---------- SUPPLIED TEXT

# Difference between revisions of "Physics-informed neural networks: A deep learning framework for solving forward and inverse problems involving nonlinear partial differential equations"

Cameron Meaney

## Introduction

In recent years, there has been an enormous growth in the amount of data and computing power available to researchers. Unfortunately, for many real-world scenarios, the cost of data acquisition is simply too high to collect an amount of data sufficient to guarantee robustness or convergence of training algorithms. In such situations, researchers are faced with the challenge of trying to generate results based on partial or incomplete datasets. Regularization techniques or methods which can artificially inflate the dataset become particularly useful in these situations; however, such techniques are often highly dependent of the specifics of the problem.

--------------------
---------- INFORMATION SUPPLIED

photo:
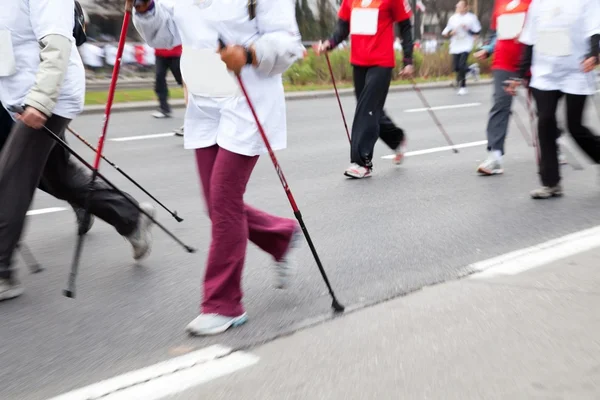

--------------------

■ GIVEN INSTRUCTION: Rewrite the physics-informed neural networks text starting with "## Introduction" and going on through "of the problem.", using "scientists" in place of "researchers". This material was drawn from another source.

■ EXERCISE RESPONSE:
## Introduction

In recent years, there has been an enormous growth in the amount of data and computing power available to scientists. Unfortunately, for many real-world scenarios, the cost of data acquisition is simply too high to collect an amount of data sufficient to guarantee robustness or convergence of training algorithms. In such situations, scientists are faced with the challenge of trying to generate results based on partial or incomplete datasets. Regularization techniques or methods which can artificially inflate the dataset become particularly useful in these situations; however, such techniques are often highly dependent of the specifics of the problem.